» Set task
Please extract the text lines from every row below and reproduce them word for word. Leave the pictures out of your answer.

........

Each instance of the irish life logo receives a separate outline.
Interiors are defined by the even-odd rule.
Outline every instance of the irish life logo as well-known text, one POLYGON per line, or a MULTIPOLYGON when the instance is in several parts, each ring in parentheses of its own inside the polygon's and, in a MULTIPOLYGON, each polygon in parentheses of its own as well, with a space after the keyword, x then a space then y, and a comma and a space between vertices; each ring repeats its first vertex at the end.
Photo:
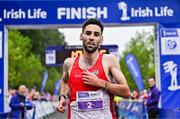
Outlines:
POLYGON ((153 17, 173 17, 174 10, 169 6, 140 6, 129 7, 124 1, 117 4, 118 9, 121 11, 120 20, 128 21, 133 18, 153 18, 153 17))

........

» Solution to the problem
Each instance of the irish life logo receives a separate outline.
Interiors are defined by the even-odd rule.
Outline every instance of the irish life logo as well-known text, one POLYGON per line, or a MULTIPOLYGON when the instance is in several parts, each ring in parentheses of its own inside the polygon's and, in a MULTIPOLYGON, each polygon in parentheses of its own as well, with a space after the keyword, x then a space then y, and a comma and a space between vertices; each ring repeats its first vertex at the end.
Photo:
Outlines:
POLYGON ((153 17, 173 17, 174 10, 169 6, 140 6, 129 7, 124 1, 117 4, 118 9, 121 11, 120 20, 128 21, 133 18, 153 18, 153 17))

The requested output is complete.